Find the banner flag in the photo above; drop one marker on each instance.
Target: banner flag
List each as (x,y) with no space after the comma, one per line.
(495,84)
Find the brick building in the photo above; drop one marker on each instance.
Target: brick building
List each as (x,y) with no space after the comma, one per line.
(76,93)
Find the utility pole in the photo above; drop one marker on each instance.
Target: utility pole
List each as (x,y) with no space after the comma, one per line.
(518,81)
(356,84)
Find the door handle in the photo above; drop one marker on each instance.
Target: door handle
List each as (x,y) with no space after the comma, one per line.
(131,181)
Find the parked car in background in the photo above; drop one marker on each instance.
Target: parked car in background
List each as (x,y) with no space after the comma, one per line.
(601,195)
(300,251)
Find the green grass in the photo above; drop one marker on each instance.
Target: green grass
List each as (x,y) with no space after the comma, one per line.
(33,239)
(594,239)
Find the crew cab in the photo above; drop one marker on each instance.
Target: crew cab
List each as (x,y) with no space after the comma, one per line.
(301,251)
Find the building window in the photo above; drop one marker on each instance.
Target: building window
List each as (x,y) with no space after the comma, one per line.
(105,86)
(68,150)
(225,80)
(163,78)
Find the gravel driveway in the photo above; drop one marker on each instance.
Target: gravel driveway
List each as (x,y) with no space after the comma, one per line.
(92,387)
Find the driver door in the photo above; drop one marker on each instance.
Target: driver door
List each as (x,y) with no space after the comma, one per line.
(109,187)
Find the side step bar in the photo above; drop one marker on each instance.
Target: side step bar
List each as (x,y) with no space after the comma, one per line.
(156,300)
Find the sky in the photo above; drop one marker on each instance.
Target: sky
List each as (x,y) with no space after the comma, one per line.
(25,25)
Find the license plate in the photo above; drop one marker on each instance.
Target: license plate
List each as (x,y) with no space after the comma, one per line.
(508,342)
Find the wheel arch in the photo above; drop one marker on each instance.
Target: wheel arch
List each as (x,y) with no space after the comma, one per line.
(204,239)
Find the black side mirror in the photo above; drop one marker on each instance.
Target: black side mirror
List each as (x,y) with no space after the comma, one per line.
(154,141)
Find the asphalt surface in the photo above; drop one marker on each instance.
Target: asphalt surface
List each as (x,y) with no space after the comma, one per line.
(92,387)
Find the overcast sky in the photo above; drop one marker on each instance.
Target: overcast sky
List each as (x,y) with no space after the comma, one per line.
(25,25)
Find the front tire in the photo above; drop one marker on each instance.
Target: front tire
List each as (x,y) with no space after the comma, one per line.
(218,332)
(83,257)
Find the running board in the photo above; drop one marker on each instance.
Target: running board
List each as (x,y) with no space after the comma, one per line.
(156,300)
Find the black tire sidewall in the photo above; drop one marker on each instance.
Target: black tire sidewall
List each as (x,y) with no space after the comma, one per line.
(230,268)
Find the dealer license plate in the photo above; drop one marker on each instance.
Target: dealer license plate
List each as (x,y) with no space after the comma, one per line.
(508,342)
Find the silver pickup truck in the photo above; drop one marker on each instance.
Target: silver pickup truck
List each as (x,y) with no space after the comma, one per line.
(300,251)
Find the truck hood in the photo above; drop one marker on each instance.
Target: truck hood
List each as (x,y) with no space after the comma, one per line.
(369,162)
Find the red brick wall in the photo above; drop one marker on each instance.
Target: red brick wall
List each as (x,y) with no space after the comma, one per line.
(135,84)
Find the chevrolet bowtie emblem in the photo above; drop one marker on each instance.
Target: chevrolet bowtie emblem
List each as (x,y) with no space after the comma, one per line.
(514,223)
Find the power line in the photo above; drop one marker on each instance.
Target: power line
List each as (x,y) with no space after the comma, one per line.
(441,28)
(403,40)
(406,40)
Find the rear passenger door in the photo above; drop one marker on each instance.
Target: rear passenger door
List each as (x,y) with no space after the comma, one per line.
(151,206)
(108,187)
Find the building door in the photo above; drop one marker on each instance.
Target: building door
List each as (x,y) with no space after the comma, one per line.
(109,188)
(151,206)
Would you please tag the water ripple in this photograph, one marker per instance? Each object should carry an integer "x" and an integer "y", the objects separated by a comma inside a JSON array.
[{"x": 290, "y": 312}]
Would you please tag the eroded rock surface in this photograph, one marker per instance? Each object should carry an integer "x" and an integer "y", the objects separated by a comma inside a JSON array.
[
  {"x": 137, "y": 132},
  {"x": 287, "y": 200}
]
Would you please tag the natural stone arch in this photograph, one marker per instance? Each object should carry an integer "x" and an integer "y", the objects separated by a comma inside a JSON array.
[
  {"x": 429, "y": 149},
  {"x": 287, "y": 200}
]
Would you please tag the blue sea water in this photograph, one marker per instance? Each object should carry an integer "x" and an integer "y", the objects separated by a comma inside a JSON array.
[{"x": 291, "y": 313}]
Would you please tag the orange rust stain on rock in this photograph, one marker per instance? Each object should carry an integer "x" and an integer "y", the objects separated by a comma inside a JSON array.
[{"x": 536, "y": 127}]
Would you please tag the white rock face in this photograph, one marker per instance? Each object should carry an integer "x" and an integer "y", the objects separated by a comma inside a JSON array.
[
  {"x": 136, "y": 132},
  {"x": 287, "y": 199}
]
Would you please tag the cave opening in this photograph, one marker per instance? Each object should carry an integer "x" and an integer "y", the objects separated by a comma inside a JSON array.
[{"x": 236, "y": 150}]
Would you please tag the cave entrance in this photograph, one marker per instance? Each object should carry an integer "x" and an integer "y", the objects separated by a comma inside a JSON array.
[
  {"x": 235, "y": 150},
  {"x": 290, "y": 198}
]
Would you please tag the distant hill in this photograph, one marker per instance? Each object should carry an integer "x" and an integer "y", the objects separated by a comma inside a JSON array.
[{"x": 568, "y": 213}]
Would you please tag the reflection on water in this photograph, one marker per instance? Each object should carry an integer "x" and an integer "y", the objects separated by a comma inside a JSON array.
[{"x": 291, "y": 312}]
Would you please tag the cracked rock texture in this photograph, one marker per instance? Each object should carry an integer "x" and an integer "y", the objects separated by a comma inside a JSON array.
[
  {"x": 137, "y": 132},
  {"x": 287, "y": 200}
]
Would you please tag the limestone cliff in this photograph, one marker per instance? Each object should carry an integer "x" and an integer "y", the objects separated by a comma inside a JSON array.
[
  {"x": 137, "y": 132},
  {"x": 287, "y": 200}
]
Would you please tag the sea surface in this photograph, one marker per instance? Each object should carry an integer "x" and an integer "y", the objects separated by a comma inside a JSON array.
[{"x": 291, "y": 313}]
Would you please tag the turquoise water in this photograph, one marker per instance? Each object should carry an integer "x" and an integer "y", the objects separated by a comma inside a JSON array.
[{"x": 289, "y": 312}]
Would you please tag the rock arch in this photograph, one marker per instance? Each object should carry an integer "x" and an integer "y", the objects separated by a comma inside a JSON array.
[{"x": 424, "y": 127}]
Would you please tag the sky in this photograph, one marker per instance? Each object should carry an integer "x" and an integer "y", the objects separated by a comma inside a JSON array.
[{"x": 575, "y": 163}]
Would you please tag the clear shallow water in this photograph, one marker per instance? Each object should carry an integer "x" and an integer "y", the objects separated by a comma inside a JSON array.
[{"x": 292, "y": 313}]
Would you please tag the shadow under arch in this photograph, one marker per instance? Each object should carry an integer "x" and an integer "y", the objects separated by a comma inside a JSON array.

========

From the line that has "Target: front tire" through the line that has "Target: truck hood", copy every line exactly as it appears above, and leave out all others.

**WRITTEN ANSWER:**
Target: front tire
List each as (x,y) with no space after the comma, one per line.
(218,332)
(83,257)
Find the running board in the photo above; drop one marker on each instance.
Target: running board
List each as (x,y) with no space after the comma, one per line.
(156,300)
Find the black tire sidewall in the photo above; drop one marker on each instance.
Target: black tire sidewall
List each as (x,y) with no space after the comma, one per line.
(230,268)
Find the dealer license plate in the photo above; drop one marker on each instance.
Target: dealer license plate
List each as (x,y) with no space after the comma, one per line.
(508,342)
Find the silver pickup truck in the photo above; drop one marker on each instance.
Target: silver pickup truck
List each as (x,y) with no space after the comma, one per line.
(300,251)
Find the truck hood in the photo above; drop one marker on each instance.
Target: truck hood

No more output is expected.